*LISTED ENTRIES*.
============================================================

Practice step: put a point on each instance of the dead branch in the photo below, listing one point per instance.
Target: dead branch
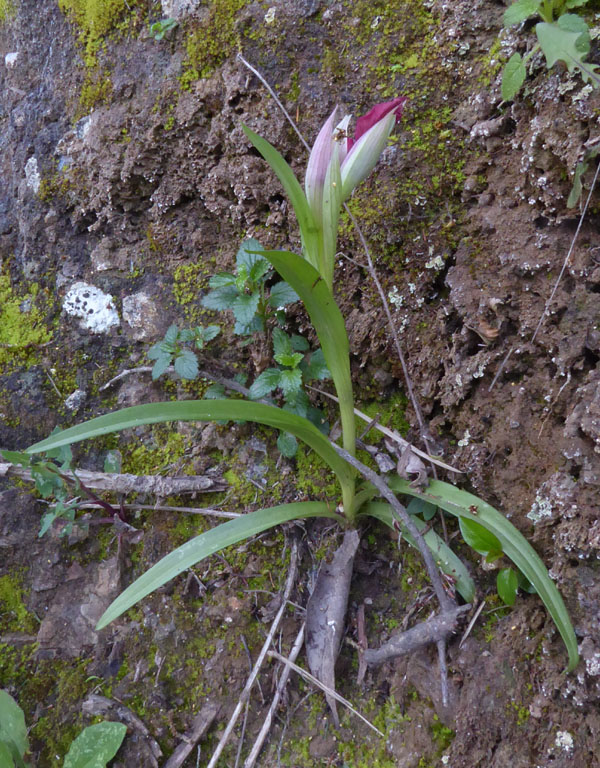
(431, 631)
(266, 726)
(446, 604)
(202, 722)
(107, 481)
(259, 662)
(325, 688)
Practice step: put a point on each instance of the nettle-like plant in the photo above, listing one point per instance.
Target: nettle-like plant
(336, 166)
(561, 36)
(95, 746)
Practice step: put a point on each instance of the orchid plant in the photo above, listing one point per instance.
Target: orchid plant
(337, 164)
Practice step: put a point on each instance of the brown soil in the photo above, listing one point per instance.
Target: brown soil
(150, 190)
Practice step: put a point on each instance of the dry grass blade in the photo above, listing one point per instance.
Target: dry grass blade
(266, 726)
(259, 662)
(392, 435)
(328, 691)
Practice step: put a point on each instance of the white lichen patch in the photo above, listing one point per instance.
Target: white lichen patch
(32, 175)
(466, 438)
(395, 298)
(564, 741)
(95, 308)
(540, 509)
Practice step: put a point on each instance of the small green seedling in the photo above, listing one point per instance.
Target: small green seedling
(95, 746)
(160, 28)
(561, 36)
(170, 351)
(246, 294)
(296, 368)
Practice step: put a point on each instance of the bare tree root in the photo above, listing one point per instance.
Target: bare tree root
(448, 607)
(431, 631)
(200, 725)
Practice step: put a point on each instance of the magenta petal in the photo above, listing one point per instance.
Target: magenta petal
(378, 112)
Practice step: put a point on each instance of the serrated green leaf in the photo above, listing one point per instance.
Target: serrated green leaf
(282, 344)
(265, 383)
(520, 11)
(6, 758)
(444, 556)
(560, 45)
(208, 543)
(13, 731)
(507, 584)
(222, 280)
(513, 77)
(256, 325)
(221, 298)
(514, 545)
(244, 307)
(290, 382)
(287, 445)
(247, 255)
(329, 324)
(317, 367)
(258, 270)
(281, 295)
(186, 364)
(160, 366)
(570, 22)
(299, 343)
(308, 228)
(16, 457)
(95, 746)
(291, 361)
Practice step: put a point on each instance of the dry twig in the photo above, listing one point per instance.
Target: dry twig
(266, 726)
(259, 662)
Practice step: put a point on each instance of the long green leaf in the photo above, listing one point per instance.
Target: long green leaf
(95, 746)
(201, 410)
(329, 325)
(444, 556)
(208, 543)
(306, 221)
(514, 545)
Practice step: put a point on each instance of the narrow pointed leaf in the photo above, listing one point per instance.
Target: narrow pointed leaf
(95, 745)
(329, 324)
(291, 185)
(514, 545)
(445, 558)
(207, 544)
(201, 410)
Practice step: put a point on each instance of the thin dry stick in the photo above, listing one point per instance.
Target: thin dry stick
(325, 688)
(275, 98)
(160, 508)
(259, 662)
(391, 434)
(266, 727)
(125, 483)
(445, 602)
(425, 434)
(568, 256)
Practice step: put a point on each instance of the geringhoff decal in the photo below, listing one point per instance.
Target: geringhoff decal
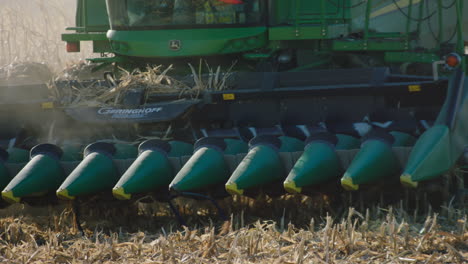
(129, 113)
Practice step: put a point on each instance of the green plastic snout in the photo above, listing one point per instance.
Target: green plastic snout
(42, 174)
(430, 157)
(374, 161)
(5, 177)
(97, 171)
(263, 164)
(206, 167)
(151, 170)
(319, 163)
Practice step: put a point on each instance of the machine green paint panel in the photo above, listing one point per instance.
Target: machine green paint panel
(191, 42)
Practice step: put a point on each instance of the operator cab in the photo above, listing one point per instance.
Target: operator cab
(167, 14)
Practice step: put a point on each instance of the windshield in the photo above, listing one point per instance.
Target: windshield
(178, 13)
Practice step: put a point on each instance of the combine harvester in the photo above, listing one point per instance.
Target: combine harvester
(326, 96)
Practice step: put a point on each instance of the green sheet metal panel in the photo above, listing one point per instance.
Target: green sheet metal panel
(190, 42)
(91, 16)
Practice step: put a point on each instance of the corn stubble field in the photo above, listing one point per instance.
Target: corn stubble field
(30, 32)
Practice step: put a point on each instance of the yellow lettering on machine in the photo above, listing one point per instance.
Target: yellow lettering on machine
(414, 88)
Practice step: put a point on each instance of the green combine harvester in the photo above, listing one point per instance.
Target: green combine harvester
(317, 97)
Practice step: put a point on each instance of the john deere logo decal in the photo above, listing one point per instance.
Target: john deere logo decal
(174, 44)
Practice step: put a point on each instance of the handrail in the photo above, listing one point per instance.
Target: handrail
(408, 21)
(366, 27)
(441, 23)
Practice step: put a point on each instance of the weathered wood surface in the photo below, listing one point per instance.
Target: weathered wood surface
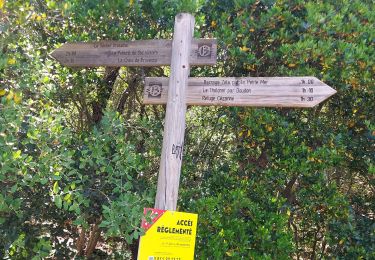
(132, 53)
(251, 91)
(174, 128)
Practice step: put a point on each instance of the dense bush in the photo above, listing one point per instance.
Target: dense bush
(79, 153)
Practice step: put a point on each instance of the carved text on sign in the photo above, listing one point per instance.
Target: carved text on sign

============================================================

*YOUR TASK*. Please write out all the data again word for word, but not the pictures.

*ANSWER BELOW*.
Practice step: put a point on each instance of the dead branch in the photo below, listing one point per instance.
Target: dead branch
(431, 631)
(266, 726)
(446, 604)
(202, 722)
(107, 481)
(259, 662)
(325, 688)
Practice step: put a point on each instance of the nettle-like plant in the photo above, listing one point per instance.
Target: nettle-like plant
(336, 166)
(561, 36)
(95, 746)
Practice step: put a point on each instance of the orchid plant in the photo above, listing one point per instance.
Target: orchid plant
(337, 164)
Practice step: put a point on each instance of the brown soil in the photo above, listing one point per instance.
Target: brown soil
(150, 190)
Practice step: put a point on each instance of the dry grass blade in the photo above, listing one point per instance.
Target: dry grass blade
(266, 726)
(259, 662)
(392, 435)
(328, 691)
Practice step: put a point on each instance of the white lichen patch in the photo above, listing one point per instance.
Target: white lichen patch
(32, 175)
(466, 438)
(395, 298)
(564, 741)
(95, 308)
(540, 509)
Practice step: put a point on each instance of the small green seedling in the photo above, listing one point per instance.
Target: small green seedling
(95, 746)
(160, 28)
(561, 36)
(170, 351)
(246, 294)
(296, 368)
Practice step: put a point on each instance of the bare tree root in the photo above, listing one point per instance.
Target: bare tree root
(448, 607)
(431, 631)
(200, 725)
Practice step: put a point on each instance of the magenta petal in the photo above, listing one point per instance.
Target: magenta petal
(378, 112)
Practice step: put a point on each instance of the serrated green leaf in the photo above, listing one point per instance.
Target: serrated green leaf
(282, 344)
(265, 383)
(520, 11)
(6, 758)
(444, 556)
(560, 45)
(208, 543)
(13, 731)
(507, 584)
(222, 280)
(513, 77)
(256, 325)
(221, 298)
(514, 545)
(244, 307)
(290, 382)
(287, 445)
(247, 255)
(329, 324)
(317, 367)
(258, 270)
(281, 295)
(186, 364)
(160, 366)
(570, 22)
(299, 343)
(308, 228)
(16, 457)
(95, 746)
(291, 361)
Practice step: put a point on each instance of the dry twig in the photo above, listing one point per instance.
Target: dry twig
(266, 726)
(259, 662)
Practice step: put a point on each instance of the long green leaf in the photo above, listing one point per instance.
Target: long green leaf
(95, 746)
(201, 410)
(329, 325)
(444, 556)
(208, 543)
(306, 221)
(514, 545)
Practice step: put a point on each instance of the narrow pointed leaf in the photo above, listing one point per instance.
Target: narrow pointed leaf
(95, 745)
(329, 324)
(291, 185)
(514, 545)
(445, 558)
(207, 544)
(201, 410)
Practice step: put a point on each instance of the thin dry stick in the photo above, listing one point per instance.
Target: thin dry stick
(325, 688)
(275, 98)
(160, 508)
(259, 662)
(391, 434)
(266, 727)
(125, 483)
(445, 602)
(425, 434)
(568, 256)
Practice step: put a point on each instance of the geringhoff decal in the photo below, listing one point per instance.
Target: geringhoff decal
(129, 113)
Practice step: put a point on each instance of the green plastic snout in the photo above, listing one point per instance.
Target: green plastic snout
(42, 174)
(430, 157)
(374, 161)
(5, 177)
(97, 171)
(263, 164)
(206, 167)
(151, 170)
(319, 163)
Practice step: put a point on each instance of the machine green paint panel in the photo above, listing one point per instance.
Target: machine green paint panel
(191, 42)
Practice step: put a point on each instance of the operator cab in the photo above, listing one point per instance.
Target: operator cab
(167, 14)
Practice step: put a point on each instance of the windshield in the photo above, listing one point per instance.
Target: windshield
(178, 13)
Practice step: put a point on each instance of the combine harvester in the photo above, listing one point per instance.
Target: combine harvester
(326, 96)
Practice step: put a point on each instance of the green sheet metal panel in the photo above, listing one point per instance.
Target: green sheet metal panel
(190, 42)
(91, 16)
Practice step: put a point on each instance of the corn stubble field in the photo above, listing one point per instance.
Target: corn stubble field
(30, 32)
Practice step: put a point on each instance of the yellow lettering on machine in the photo above, listing one point per instance.
Target: yellow lettering on machine
(414, 88)
Practice step: put a point on each instance of the green combine harvester in the photo above, listing one point per instance.
Target: green combine harvester
(317, 97)
Practice step: put a point on each instance of the john deere logo decal in the photo above, listing one point per instance.
Target: john deere logo decal
(174, 44)
Practice step: put a point on each instance of the handrail in the photo above, listing one point per instance.
Target: handrail
(408, 21)
(366, 27)
(441, 23)
Practice step: put a point on each instance of the weathered wood surface in the photo below, listing one point per instance.
Target: weathered wood surface
(132, 53)
(251, 91)
(174, 128)
Practice step: put a point on each instance of the dense bush in the photo above, listing one point per instance.
Target: dense bush
(79, 153)
Practice step: put a point on each instance of the carved text on sign in the photo above, listing one point per instance.
Target: carved text on sign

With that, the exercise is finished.